→ Auszug
══════

Interview & Feature

Wir haben versucht, mit Franz Ferdinand über ihren Neuanfang zu sprechen: „Fick den Typen! Fick die Siebziger!“


Was macht man als Band, wenn eines der Gründungsmitglieder aussteigt? Die Strategie von Franz Ferdinand: ein Neuanfang, der aber nur in Teilbereichen kommuniziert werden darf. Ein Treffen, das dann doch noch ganz schön wurde.

Mitten im Eingangsbereich der „Gibson Guitar Lounge“ steht ein Elefant. Er ist so grau wie der Berliner Winterhimmel, sieht aber eigentlich recht freundlich aus. Trotzdem hat man Angst, dass er seine Ruhe verliert. Sich um die eigene Achse dreht. Das wäre ungut, denn er würde mit seinem dicken Hintern all die sicherlich sehr teuren Gibson-Gitarren zerstören, die das Unternehmen in seinem Showroom an die Wände gehängt hat. Das Komische: Außer dem Journalisten scheint sich niemand so recht für den Elefanten zu interessieren. Alle Anwesenden außer dem Journalisten marschieren einfach durch ihn durch.

Der Name des Elefanten lautet McCarthy, beziehungsweise, eigentlich ist es viel komplizierter. Der Elefant heißt „Die Nicht-mehr-Mitgliedschaft von Nick McCarthy bei Franz Ferdinand“. Der Journalist wurde vor dem Termin dazu angehalten, zu diesem Themenkomplex keine Fragen zu stellen. Man kennt solche Vorgaben aus der Welt der Riesenrockstars. Kanye West. Metallica. Eminem. Da wird man gebeten, gewisse Themenkomplexe zu umschiffen, meistens solche privater Natur.

Aber wenn Franz Ferdinand das erste Studioalbum ohne einen ihrer beiden bisherigen Hauptsongwriter abliefern, ist das doch etwas anderes. Das ist interessant. Aber man sollte einen Elefanten nicht reizen. Also quetscht sich der Journalist auf dem Weg zu dem Zimmer, in dem das Interview stattfinden soll, an ihm vorbei und partizipiert an dem Gespräch, dass zwischen Plattenfirmenfrau und Alex Kapranos stattfindet und das sich um den besonders hochwertigen, weil temperatursensiblen Teekessel des örtlichen Caterings dreht. Den würde Kapranos, das sagt er so halbironisch, gerne mitnehmen.

Da hängen Gitarren im Wert von mehreren Hunderttausend Euros an der Wand. Kapranos interessiert sich vor allem für den Teekessel.

══════

→ Zu lösende Aufgaben
(a) Beantworten Sie zum Auszug diese Fragen:
(i) Wie grau ist der Elefant im Eingangsbereich der „Gibson Guitar Lounge“?
(ii) Wozu wurde der Journalist vor dem Termin angehalten?
(iii) Was würde Kapranos halbironisch gerne mitnehmen?
(b) Geben Sie die Zeilen der Datensätze vom Anfang bis einschließlich der Zeile mit „0 178 200 197“ als nummerierte Liste wieder. Lassen Sie dabei Leerzeilen und die Bilder weg.
Der Auszug und die Datensätze stammen aus verschiedenen Quellen.

Datenzeilen:
══════

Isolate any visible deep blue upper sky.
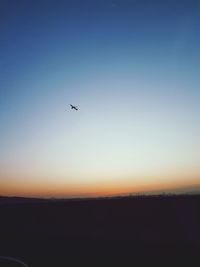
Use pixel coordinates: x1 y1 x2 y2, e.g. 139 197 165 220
0 0 200 197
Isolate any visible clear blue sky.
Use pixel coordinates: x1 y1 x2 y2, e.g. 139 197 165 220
0 0 200 196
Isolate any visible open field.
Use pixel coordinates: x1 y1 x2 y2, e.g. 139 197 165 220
0 195 200 266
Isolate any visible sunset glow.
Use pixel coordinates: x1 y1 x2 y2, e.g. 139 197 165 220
0 0 200 197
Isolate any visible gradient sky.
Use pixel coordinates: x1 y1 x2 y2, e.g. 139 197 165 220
0 0 200 197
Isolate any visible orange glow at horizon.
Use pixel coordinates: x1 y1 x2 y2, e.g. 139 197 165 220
0 178 200 197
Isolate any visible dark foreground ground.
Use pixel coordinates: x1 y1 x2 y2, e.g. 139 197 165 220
0 195 200 267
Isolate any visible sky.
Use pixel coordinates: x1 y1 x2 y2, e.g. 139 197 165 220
0 0 200 197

══════

→ Ergebnisse
(a)
(i) So grau wie der Berliner Winterhimmel.
(ii) Zu dem Themenkomplex um die Nicht-mehr-Mitgliedschaft von Nick McCarthy bei Franz Ferdinand keine Fragen zu stellen.
(iii) Den besonders hochwertigen, weil temperatursensiblen Teekessel des örtlichen Caterings.

(b)
1. Isolate any visible deep blue upper sky.
2. Use pixel coordinates: x1 y1 x2 y2, e.g. 139 197 165 220
3. 0 0 200 197
4. Isolate any visible clear blue sky.
5. Use pixel coordinates: x1 y1 x2 y2, e.g. 139 197 165 220
6. 0 0 200 196
7. Isolate any visible open field.
8. Use pixel coordinates: x1 y1 x2 y2, e.g. 139 197 165 220
9. 0 195 200 266
10. Isolate any visible sunset glow.
11. Use pixel coordinates: x1 y1 x2 y2, e.g. 139 197 165 220
12. 0 0 200 197
13. Isolate any visible gradient sky.
14. Use pixel coordinates: x1 y1 x2 y2, e.g. 139 197 165 220
15. 0 0 200 197
16. Isolate any visible orange glow at horizon.
17. Use pixel coordinates: x1 y1 x2 y2, e.g. 139 197 165 220
18. 0 178 200 197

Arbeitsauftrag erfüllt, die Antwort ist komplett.